Stated goal - Transcribe the records below verbatim, everything from the line containing "post and report its bounding box." down to the line containing "[182,16,207,94]", with both of those lines included.

Data excerpts -
━━━━
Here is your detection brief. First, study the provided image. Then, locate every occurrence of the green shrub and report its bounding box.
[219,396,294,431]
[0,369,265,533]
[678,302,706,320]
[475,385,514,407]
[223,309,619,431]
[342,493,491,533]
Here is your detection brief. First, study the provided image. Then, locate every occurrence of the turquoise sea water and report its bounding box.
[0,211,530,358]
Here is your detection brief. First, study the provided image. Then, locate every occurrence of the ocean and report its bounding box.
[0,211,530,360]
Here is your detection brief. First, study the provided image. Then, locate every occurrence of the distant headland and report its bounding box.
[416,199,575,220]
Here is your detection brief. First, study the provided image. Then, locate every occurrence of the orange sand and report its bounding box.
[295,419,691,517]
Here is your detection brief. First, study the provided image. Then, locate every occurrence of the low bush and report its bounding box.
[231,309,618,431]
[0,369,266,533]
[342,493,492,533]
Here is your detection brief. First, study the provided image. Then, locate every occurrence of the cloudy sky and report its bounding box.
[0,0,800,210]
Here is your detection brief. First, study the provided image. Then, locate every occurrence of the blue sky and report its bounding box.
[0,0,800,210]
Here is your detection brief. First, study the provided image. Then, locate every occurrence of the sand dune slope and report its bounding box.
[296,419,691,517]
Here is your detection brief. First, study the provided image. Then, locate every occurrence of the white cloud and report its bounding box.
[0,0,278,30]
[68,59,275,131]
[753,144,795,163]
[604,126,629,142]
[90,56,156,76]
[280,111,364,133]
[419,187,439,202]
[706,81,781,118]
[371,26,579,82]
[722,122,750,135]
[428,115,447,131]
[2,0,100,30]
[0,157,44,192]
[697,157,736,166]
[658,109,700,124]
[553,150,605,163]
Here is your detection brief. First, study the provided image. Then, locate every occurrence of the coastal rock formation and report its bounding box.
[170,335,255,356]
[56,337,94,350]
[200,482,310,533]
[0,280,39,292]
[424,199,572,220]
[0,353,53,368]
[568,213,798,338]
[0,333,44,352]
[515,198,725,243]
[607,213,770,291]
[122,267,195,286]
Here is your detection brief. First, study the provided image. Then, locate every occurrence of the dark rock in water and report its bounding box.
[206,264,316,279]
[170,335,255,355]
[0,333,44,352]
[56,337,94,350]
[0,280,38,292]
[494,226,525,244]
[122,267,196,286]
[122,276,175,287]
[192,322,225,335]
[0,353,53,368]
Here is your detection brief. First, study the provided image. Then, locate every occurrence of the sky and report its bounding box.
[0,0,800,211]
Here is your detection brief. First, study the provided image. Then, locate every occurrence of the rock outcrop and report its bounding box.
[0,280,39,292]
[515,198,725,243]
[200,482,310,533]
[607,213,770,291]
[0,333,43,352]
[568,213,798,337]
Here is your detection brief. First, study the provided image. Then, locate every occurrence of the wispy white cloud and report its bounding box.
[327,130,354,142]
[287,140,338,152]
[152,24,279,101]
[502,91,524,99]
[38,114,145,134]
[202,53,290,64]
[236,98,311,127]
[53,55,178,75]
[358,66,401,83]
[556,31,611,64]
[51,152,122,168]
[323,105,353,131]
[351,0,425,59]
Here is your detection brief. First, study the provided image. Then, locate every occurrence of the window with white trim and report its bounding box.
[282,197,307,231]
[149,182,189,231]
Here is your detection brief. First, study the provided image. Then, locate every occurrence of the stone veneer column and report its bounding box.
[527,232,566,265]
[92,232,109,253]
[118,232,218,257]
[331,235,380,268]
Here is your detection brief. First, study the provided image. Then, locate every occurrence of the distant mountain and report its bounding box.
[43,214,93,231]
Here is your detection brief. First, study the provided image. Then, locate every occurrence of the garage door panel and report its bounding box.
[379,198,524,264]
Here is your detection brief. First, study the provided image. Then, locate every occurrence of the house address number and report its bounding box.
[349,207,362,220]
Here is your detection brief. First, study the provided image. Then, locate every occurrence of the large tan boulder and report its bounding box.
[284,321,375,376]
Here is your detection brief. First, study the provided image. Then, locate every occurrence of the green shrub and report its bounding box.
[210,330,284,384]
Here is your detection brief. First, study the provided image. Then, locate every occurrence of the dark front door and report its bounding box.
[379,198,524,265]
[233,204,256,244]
━━━━
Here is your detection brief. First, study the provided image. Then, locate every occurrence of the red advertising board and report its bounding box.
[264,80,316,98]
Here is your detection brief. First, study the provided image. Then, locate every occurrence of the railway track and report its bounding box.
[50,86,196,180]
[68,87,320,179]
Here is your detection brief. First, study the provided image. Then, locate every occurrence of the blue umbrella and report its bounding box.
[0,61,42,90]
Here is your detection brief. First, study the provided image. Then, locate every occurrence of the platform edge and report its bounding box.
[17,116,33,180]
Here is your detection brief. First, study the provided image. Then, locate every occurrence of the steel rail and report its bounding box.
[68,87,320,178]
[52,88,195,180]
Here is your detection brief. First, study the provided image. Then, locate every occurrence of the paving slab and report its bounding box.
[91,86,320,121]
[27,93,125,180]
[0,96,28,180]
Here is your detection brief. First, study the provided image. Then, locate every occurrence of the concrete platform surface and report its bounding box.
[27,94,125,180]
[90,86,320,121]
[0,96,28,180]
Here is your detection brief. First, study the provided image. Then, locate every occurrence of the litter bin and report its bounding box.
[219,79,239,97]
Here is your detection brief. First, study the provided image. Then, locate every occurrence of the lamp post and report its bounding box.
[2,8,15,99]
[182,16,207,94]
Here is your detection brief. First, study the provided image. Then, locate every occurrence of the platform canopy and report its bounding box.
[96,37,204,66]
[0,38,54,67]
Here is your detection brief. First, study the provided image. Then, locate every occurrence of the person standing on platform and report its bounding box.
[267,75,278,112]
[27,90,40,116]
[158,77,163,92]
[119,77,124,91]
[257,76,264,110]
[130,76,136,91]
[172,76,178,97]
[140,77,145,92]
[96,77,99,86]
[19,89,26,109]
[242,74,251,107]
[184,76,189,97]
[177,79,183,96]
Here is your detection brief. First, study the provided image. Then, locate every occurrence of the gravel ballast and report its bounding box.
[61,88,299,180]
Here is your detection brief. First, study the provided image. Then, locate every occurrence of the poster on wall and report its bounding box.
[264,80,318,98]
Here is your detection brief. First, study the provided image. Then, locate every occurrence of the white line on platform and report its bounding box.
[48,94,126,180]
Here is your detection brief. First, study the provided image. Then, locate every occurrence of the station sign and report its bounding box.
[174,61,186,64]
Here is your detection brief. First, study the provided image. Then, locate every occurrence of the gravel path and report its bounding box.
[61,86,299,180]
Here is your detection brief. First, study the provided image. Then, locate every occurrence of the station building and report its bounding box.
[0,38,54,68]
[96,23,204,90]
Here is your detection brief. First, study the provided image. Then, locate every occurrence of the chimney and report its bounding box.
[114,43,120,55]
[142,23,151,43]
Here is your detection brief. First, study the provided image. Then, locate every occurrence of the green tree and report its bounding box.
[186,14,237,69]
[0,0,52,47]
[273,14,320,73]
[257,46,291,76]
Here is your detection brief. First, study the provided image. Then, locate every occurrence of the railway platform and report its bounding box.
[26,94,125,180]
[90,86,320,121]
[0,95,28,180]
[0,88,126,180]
━━━━
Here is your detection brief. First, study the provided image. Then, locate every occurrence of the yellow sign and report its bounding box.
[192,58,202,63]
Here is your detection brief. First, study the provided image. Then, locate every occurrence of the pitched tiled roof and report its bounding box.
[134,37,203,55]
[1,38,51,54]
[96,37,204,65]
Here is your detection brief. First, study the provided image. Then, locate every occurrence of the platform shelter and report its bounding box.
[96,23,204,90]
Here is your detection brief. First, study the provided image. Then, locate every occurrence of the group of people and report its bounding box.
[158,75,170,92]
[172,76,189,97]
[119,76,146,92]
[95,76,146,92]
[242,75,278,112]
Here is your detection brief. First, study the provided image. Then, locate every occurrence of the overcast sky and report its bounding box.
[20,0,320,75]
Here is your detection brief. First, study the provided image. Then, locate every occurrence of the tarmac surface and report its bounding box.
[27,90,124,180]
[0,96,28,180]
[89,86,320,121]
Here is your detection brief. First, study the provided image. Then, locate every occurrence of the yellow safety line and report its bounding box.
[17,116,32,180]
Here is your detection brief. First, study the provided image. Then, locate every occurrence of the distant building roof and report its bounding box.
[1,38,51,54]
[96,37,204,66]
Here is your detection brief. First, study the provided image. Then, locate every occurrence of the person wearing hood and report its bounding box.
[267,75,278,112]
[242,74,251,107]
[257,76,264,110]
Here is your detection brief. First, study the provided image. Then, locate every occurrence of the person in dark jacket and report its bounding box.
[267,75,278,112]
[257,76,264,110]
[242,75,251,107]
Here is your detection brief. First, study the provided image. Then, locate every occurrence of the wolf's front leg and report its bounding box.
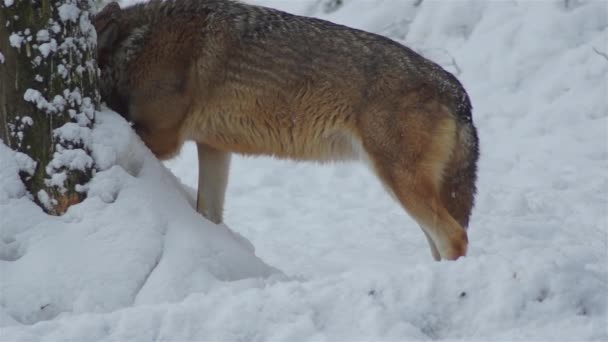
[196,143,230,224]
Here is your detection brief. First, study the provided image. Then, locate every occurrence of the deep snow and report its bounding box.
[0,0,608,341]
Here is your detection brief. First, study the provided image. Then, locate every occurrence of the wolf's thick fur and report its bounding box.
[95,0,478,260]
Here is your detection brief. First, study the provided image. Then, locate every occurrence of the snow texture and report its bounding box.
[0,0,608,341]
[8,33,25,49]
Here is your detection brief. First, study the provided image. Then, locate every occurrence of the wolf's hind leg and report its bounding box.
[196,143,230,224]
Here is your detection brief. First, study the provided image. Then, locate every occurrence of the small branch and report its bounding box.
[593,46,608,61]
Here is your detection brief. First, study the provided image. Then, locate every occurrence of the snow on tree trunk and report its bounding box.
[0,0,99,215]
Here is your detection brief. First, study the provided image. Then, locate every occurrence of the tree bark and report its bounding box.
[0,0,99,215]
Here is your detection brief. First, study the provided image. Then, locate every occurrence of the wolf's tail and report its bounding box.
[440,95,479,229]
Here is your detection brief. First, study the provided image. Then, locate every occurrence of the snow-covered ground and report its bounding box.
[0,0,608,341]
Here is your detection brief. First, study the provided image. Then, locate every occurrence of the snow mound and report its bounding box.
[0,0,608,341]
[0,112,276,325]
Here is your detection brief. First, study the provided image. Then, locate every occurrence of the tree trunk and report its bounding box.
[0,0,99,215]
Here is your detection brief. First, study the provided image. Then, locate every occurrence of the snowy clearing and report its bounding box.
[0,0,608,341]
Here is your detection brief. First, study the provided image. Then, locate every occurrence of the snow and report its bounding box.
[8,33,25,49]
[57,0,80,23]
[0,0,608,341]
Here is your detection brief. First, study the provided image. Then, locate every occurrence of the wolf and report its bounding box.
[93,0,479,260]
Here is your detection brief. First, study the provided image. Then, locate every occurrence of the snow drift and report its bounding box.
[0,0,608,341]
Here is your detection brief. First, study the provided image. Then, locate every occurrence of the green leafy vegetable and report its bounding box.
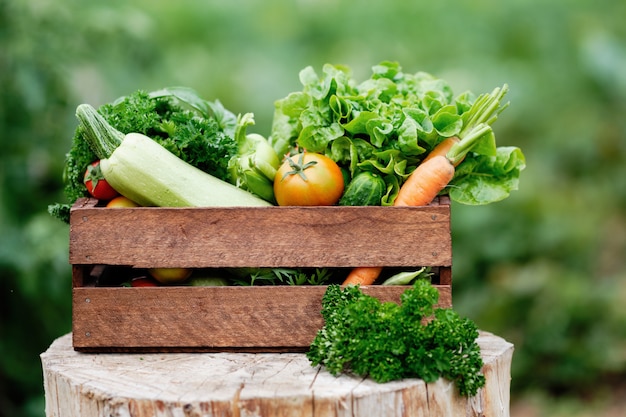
━━━━
Response for this exercise -
Here is your detection brief. First, study the provided image. Then, locate every occurrence of the lamp post and report its bounding box.
[2,8,15,99]
[182,16,207,94]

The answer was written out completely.